▶ **AIM OF THE TASK**: Copy the items from their first line through the line containing "[407,181,450,220]", including both of those lines. Leave the pictures out of your copy.

== GIVEN RECORDS

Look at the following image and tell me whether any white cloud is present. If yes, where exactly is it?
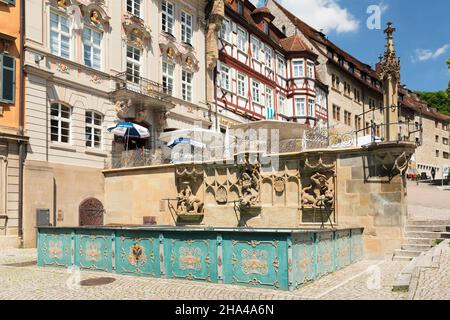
[411,44,450,63]
[278,0,358,33]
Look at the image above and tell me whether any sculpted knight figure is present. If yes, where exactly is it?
[206,0,227,70]
[177,185,203,214]
[302,172,334,208]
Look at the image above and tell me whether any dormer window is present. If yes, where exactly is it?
[263,20,269,34]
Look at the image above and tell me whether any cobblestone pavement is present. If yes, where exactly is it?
[0,249,406,300]
[413,244,450,300]
[407,181,450,220]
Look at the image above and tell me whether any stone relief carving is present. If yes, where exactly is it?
[301,155,336,209]
[177,182,203,215]
[238,159,261,208]
[302,172,334,209]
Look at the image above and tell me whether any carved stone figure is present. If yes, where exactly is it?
[302,172,334,208]
[239,161,260,207]
[177,184,204,214]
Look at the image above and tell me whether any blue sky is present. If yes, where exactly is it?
[253,0,450,91]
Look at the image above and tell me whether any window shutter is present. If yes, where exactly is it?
[0,55,16,103]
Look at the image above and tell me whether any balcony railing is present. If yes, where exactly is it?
[115,72,171,101]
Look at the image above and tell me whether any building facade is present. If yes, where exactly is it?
[266,0,386,138]
[399,87,450,179]
[0,0,27,248]
[215,1,328,127]
[24,0,211,245]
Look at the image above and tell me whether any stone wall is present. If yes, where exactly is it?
[104,144,413,257]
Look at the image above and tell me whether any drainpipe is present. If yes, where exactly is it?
[18,0,26,245]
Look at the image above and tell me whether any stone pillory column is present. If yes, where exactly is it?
[377,22,400,141]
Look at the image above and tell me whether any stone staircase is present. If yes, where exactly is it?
[393,220,450,261]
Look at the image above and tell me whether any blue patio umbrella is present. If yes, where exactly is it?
[107,122,150,139]
[167,137,206,149]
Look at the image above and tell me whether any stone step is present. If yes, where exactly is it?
[405,238,433,246]
[406,220,450,226]
[405,225,447,232]
[405,231,441,239]
[394,249,423,258]
[402,244,431,252]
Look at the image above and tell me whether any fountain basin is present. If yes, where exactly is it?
[38,226,363,290]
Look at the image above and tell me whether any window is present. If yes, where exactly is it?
[266,87,274,108]
[333,105,341,121]
[355,116,361,131]
[237,73,247,98]
[162,61,175,94]
[331,74,341,91]
[85,111,102,148]
[308,99,315,117]
[127,0,142,18]
[264,46,272,69]
[344,81,352,96]
[307,61,314,79]
[127,46,141,83]
[277,56,286,78]
[295,98,306,116]
[220,19,231,43]
[50,12,70,59]
[252,80,261,104]
[353,88,361,102]
[278,95,287,115]
[181,70,194,102]
[263,20,269,34]
[220,64,231,91]
[0,54,16,103]
[252,36,261,61]
[161,0,174,34]
[237,28,248,53]
[181,11,192,44]
[83,28,103,70]
[50,103,71,143]
[266,87,275,119]
[292,60,304,78]
[344,111,352,126]
[237,0,244,14]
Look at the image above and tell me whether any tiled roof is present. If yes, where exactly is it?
[273,0,379,80]
[280,35,312,52]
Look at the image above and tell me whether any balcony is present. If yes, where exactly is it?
[111,72,174,110]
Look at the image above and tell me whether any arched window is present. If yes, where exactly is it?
[83,27,103,70]
[50,103,72,143]
[85,111,103,149]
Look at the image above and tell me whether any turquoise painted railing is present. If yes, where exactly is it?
[38,227,363,290]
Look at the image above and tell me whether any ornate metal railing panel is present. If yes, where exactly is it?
[75,230,113,272]
[38,227,363,290]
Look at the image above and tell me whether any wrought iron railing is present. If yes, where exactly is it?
[115,72,171,100]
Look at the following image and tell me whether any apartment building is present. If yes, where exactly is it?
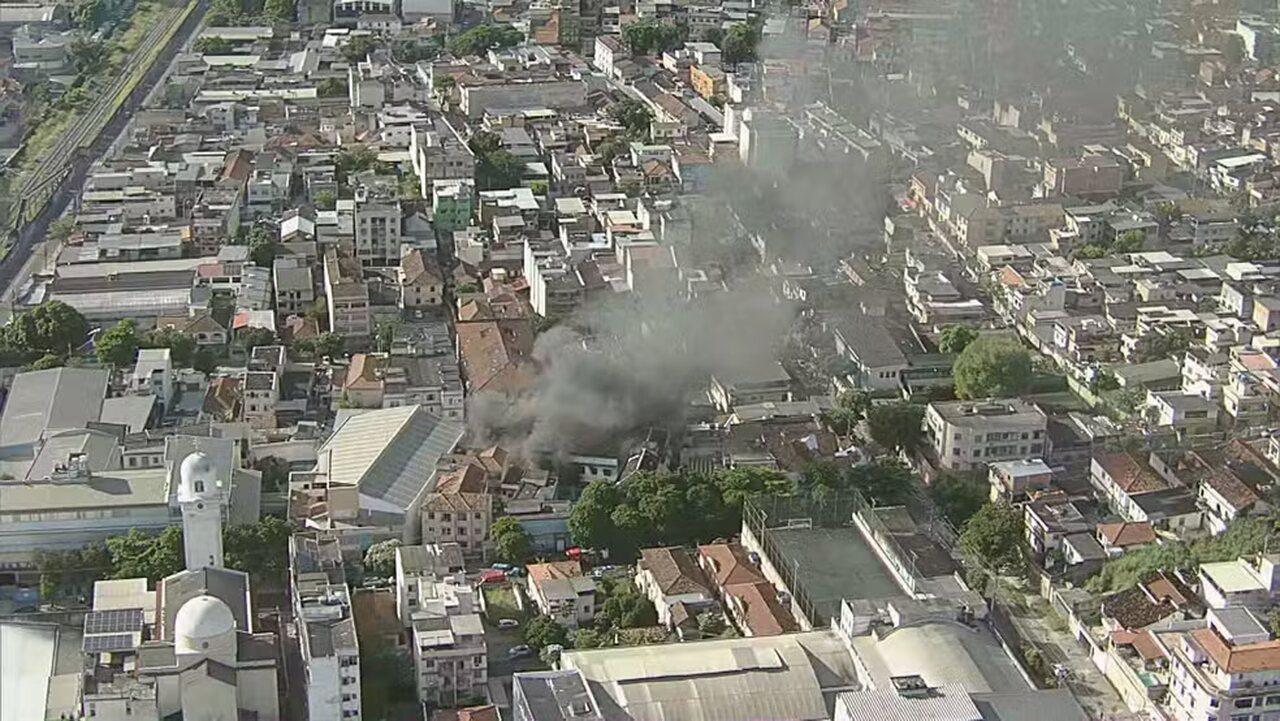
[924,398,1048,471]
[324,251,372,337]
[289,534,361,721]
[1155,607,1280,721]
[527,561,595,629]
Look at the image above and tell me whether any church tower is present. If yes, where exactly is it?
[178,451,224,571]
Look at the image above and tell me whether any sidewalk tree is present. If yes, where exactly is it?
[951,337,1032,400]
[93,318,142,368]
[4,301,88,355]
[489,516,534,563]
[960,502,1024,574]
[525,616,568,651]
[938,325,978,353]
[867,401,924,453]
[365,538,401,578]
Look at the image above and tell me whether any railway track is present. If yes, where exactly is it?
[10,0,197,231]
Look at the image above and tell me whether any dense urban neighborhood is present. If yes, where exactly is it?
[10,0,1280,721]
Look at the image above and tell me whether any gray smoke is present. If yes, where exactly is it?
[467,291,791,458]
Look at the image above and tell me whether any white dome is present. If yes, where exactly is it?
[173,595,236,656]
[178,451,219,502]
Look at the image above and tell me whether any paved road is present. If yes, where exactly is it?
[0,0,209,308]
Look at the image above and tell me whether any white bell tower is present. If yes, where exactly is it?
[178,451,224,571]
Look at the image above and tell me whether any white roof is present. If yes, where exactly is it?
[561,630,858,721]
[316,406,462,510]
[836,684,982,721]
[1201,560,1266,593]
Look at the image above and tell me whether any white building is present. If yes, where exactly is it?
[1155,608,1280,721]
[924,398,1048,471]
[289,534,361,721]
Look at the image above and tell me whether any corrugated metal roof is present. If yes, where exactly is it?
[317,406,462,508]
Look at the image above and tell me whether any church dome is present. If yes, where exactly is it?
[173,595,236,657]
[178,451,219,502]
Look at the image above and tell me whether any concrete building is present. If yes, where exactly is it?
[526,561,595,629]
[924,398,1048,471]
[324,251,372,338]
[289,533,361,721]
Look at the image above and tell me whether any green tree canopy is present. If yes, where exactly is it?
[960,502,1024,572]
[106,525,187,581]
[721,23,760,65]
[951,336,1032,398]
[622,19,689,55]
[489,516,534,563]
[93,318,142,368]
[223,516,292,588]
[938,325,978,353]
[525,616,568,651]
[448,24,525,56]
[365,538,401,578]
[4,301,88,356]
[609,97,653,140]
[867,401,924,452]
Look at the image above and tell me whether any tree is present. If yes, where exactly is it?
[951,336,1032,398]
[714,466,795,517]
[93,318,141,368]
[191,37,234,55]
[67,37,108,76]
[622,19,687,55]
[721,23,760,65]
[315,333,347,357]
[316,78,347,97]
[191,348,218,375]
[23,353,67,370]
[449,24,525,56]
[223,516,292,588]
[609,97,653,140]
[45,215,76,245]
[489,516,534,563]
[312,191,338,210]
[867,401,924,453]
[262,0,293,22]
[4,301,88,355]
[525,616,568,651]
[365,538,401,578]
[248,225,280,268]
[106,525,187,581]
[824,391,872,435]
[929,474,991,528]
[960,502,1024,572]
[596,584,658,629]
[342,35,378,63]
[237,328,278,351]
[938,325,978,353]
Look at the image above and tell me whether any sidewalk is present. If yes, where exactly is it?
[1004,584,1146,721]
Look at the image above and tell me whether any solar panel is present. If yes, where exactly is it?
[84,634,133,653]
[84,608,142,634]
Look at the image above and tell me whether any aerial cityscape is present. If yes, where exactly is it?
[0,0,1280,721]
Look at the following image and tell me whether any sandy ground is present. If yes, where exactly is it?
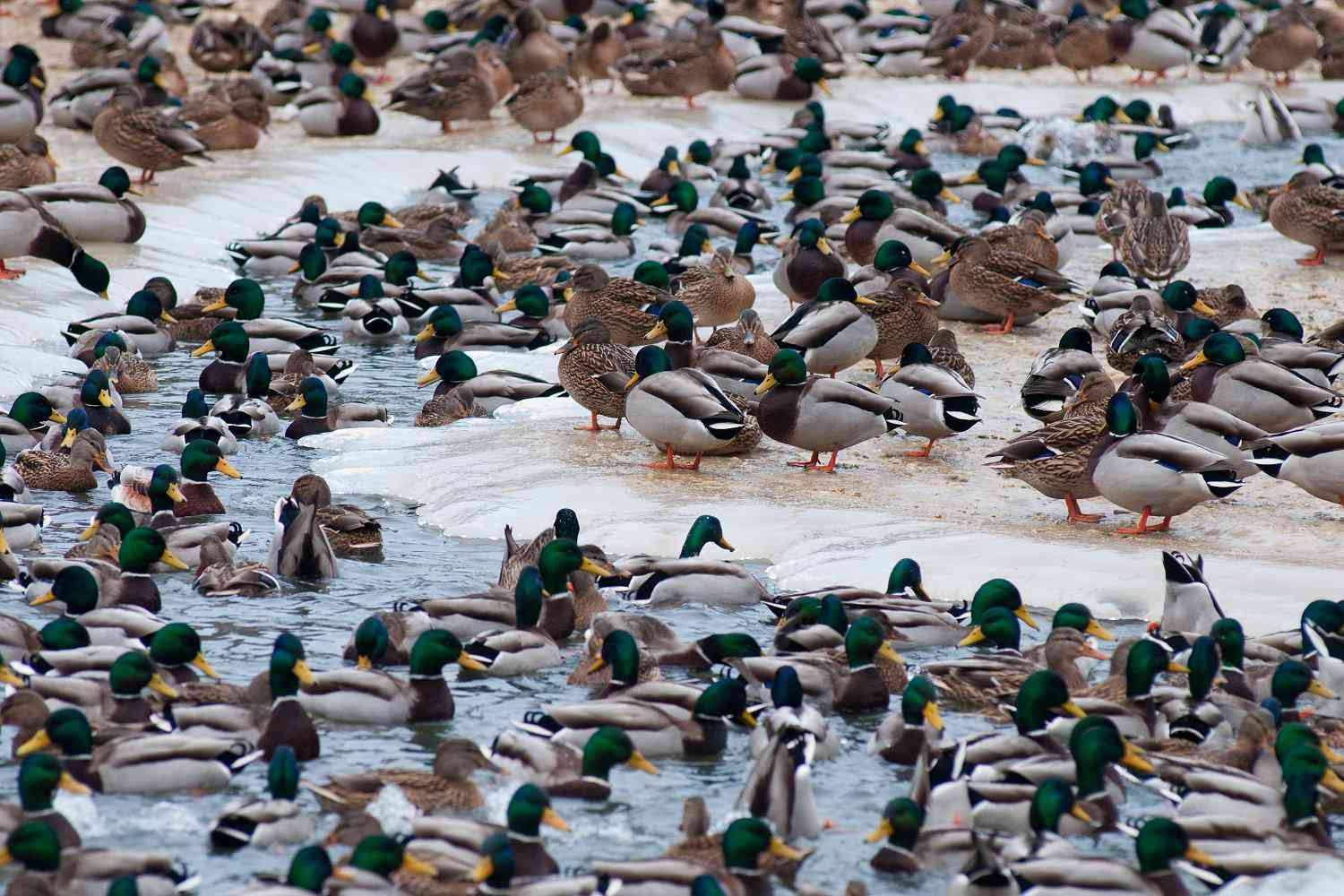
[0,3,1344,632]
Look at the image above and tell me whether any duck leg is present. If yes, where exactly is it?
[787,452,822,470]
[804,452,840,473]
[1064,492,1102,522]
[1295,246,1325,267]
[906,439,937,457]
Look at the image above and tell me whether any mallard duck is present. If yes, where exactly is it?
[285,376,389,439]
[1269,170,1344,266]
[650,180,779,239]
[1117,192,1190,285]
[1021,326,1102,423]
[298,630,483,726]
[1089,393,1242,535]
[556,316,637,433]
[986,370,1116,522]
[757,349,900,473]
[0,134,56,189]
[881,341,980,457]
[504,67,583,142]
[515,671,749,758]
[625,345,746,470]
[948,237,1082,334]
[1182,333,1344,433]
[191,535,280,598]
[616,19,736,108]
[295,71,379,137]
[488,727,659,802]
[13,428,115,492]
[0,191,110,298]
[93,86,211,184]
[617,514,765,606]
[771,277,878,377]
[1105,0,1199,84]
[266,476,336,579]
[62,289,177,358]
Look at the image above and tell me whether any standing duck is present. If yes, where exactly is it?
[757,348,900,473]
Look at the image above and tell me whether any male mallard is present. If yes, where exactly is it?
[625,345,746,470]
[757,348,900,473]
[285,376,389,439]
[881,341,980,457]
[504,67,583,142]
[298,630,481,726]
[1117,192,1190,285]
[13,428,115,492]
[771,277,878,377]
[0,192,112,292]
[1182,333,1344,433]
[1105,0,1199,84]
[1269,170,1344,266]
[948,237,1081,336]
[986,369,1116,522]
[295,71,379,137]
[93,86,210,184]
[1088,393,1242,535]
[556,316,637,433]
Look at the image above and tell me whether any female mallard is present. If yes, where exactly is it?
[0,134,56,189]
[780,218,846,306]
[625,345,746,470]
[1105,0,1199,86]
[733,54,831,99]
[488,726,659,802]
[986,371,1116,522]
[310,737,488,813]
[93,86,210,184]
[174,439,242,516]
[881,342,980,457]
[1117,192,1190,285]
[62,289,177,358]
[1088,393,1242,535]
[863,280,956,382]
[771,277,878,377]
[564,264,667,346]
[298,630,481,726]
[13,428,116,492]
[1269,170,1344,266]
[650,180,779,239]
[295,71,379,137]
[387,47,497,134]
[1182,333,1344,433]
[556,316,637,433]
[504,68,583,143]
[948,237,1081,336]
[462,568,561,677]
[1021,326,1102,423]
[285,376,389,439]
[616,19,736,108]
[617,514,765,606]
[757,348,900,473]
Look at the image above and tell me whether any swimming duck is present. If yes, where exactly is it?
[948,237,1081,334]
[1089,393,1242,535]
[62,289,177,358]
[879,341,980,457]
[13,428,115,492]
[986,370,1116,522]
[1269,170,1344,266]
[285,376,389,439]
[1182,333,1344,433]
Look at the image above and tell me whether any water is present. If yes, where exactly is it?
[0,94,1338,893]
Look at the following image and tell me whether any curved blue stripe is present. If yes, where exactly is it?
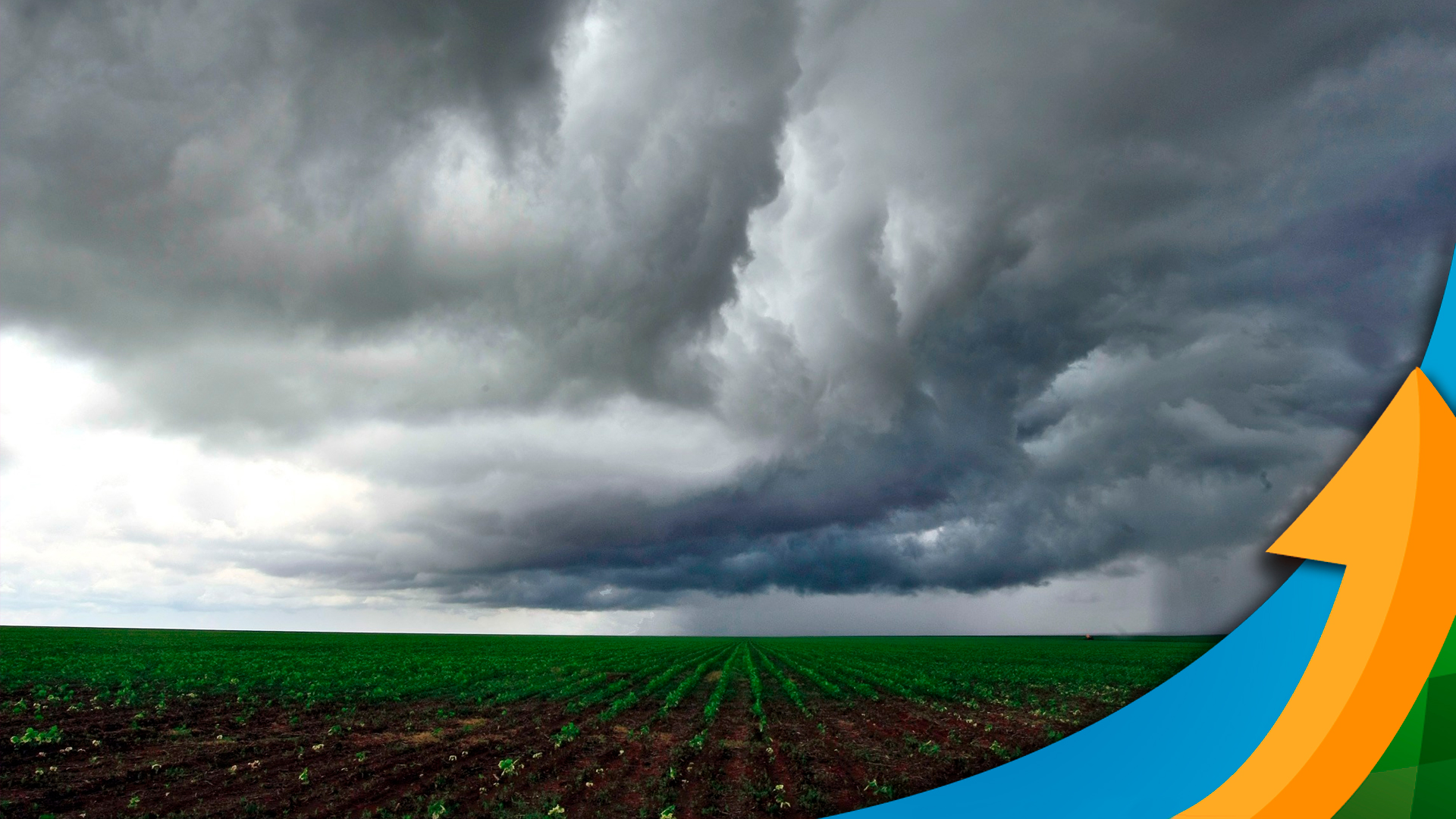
[1421,249,1456,405]
[842,560,1345,819]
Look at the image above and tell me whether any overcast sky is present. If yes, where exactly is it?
[0,0,1456,634]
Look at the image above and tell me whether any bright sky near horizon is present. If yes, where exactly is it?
[0,0,1456,634]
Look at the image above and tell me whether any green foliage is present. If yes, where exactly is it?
[551,723,581,748]
[10,726,61,745]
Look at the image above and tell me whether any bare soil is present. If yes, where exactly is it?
[0,683,1111,819]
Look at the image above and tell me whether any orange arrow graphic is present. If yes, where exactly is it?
[1178,370,1456,819]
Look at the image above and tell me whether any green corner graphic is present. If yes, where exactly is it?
[1334,617,1456,819]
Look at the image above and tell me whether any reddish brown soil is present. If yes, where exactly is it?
[0,683,1109,819]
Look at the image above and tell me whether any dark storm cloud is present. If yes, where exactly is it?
[0,2,1456,623]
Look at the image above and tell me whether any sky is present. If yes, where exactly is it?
[0,0,1456,634]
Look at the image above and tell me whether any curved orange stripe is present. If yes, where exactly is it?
[1178,370,1456,819]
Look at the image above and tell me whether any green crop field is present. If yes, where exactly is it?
[0,626,1216,819]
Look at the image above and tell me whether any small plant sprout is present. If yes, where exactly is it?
[551,723,581,748]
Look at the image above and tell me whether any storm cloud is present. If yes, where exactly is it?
[0,0,1456,629]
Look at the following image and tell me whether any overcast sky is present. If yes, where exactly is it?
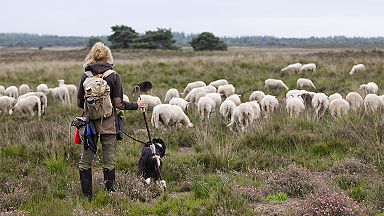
[0,0,384,37]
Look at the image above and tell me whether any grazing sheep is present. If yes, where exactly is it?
[0,96,16,113]
[151,104,193,129]
[360,82,379,94]
[227,103,255,131]
[345,92,364,111]
[183,81,206,96]
[249,91,265,103]
[9,95,41,118]
[219,100,236,119]
[137,94,161,110]
[329,98,350,118]
[299,63,316,72]
[209,79,228,88]
[312,93,329,119]
[349,64,365,75]
[260,95,279,117]
[264,79,289,90]
[281,63,302,73]
[296,78,316,89]
[169,98,190,112]
[164,88,180,103]
[217,84,235,98]
[197,96,216,120]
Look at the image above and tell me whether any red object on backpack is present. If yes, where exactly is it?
[73,128,81,144]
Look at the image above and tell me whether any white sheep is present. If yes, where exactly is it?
[296,78,316,89]
[227,103,255,131]
[219,100,236,119]
[169,98,190,112]
[312,93,329,119]
[281,63,302,73]
[5,86,19,99]
[137,94,161,110]
[164,88,180,103]
[264,79,289,90]
[360,82,379,94]
[249,91,265,103]
[217,84,236,97]
[151,104,193,129]
[9,95,41,118]
[349,64,365,75]
[209,79,228,88]
[329,98,350,118]
[299,63,316,72]
[0,96,16,113]
[345,92,364,111]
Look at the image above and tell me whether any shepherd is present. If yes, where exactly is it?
[77,42,145,199]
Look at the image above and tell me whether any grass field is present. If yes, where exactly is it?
[0,47,384,215]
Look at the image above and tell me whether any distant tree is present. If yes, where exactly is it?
[108,25,139,48]
[190,32,227,51]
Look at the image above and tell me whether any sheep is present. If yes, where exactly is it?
[183,81,206,96]
[364,94,384,112]
[345,92,364,111]
[260,95,279,117]
[227,103,255,131]
[19,84,31,95]
[217,84,235,98]
[312,93,329,119]
[169,98,190,112]
[329,98,350,118]
[219,100,236,119]
[349,64,365,75]
[164,88,180,103]
[5,86,19,99]
[296,78,316,89]
[299,63,316,72]
[197,96,216,120]
[151,104,193,129]
[249,91,265,103]
[0,96,16,113]
[9,95,41,118]
[36,84,49,94]
[281,63,302,73]
[209,79,228,88]
[360,82,379,94]
[285,94,305,118]
[264,79,289,90]
[137,94,161,111]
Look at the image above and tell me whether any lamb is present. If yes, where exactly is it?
[345,92,364,111]
[217,84,235,98]
[9,95,41,118]
[281,63,302,73]
[264,79,289,90]
[227,103,255,131]
[197,96,216,120]
[151,104,193,129]
[209,79,228,88]
[249,91,265,103]
[329,98,350,118]
[360,82,379,94]
[137,94,161,110]
[0,96,16,113]
[169,98,190,112]
[299,63,316,72]
[296,78,316,89]
[349,64,365,75]
[164,88,180,103]
[219,100,236,119]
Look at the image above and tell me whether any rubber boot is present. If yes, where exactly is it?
[80,168,92,200]
[103,168,115,192]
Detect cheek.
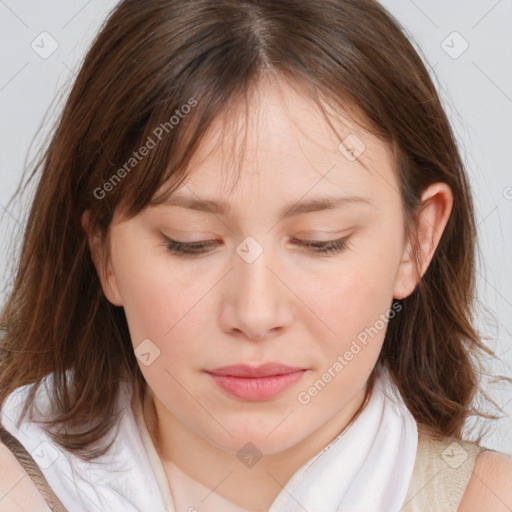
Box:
[114,243,205,354]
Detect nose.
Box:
[220,241,294,341]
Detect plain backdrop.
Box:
[0,0,512,454]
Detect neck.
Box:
[144,388,367,510]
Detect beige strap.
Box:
[0,424,68,512]
[400,428,483,512]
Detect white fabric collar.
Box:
[1,364,418,512]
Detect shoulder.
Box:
[0,442,50,512]
[458,450,512,512]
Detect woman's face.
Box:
[92,82,415,454]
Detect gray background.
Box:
[0,0,512,454]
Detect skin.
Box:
[83,74,452,509]
[0,76,512,512]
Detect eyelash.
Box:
[164,236,347,256]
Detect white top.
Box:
[1,364,418,512]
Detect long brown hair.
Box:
[0,0,504,458]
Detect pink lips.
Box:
[207,363,306,400]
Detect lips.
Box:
[208,363,305,378]
[206,363,307,401]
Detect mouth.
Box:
[206,363,307,400]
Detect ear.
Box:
[81,210,123,306]
[393,183,453,299]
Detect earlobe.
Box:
[81,210,123,306]
[393,183,453,299]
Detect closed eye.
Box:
[164,235,347,256]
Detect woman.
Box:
[0,0,512,512]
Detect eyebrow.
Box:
[150,193,374,219]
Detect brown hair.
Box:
[0,0,504,458]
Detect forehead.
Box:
[157,73,399,208]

====

▶ **PROBLEM SOLUTION**:
Look at the following image and tell me whether any white cloud is present. If yes, where exactly is it?
[411,44,450,63]
[278,0,358,33]
Look at the image above and tell me whether any sculpted knight figure is present. If yes, where exactly is it?
[206,0,227,70]
[177,185,203,214]
[302,172,334,208]
Look at the image above and tell me whether any dormer window is present. If yes, where exactly is it?
[263,20,269,34]
Look at the image above and tell me whether any cobblestone pavement is present. If yes, where exactly is it?
[0,249,406,300]
[413,244,450,300]
[407,181,450,220]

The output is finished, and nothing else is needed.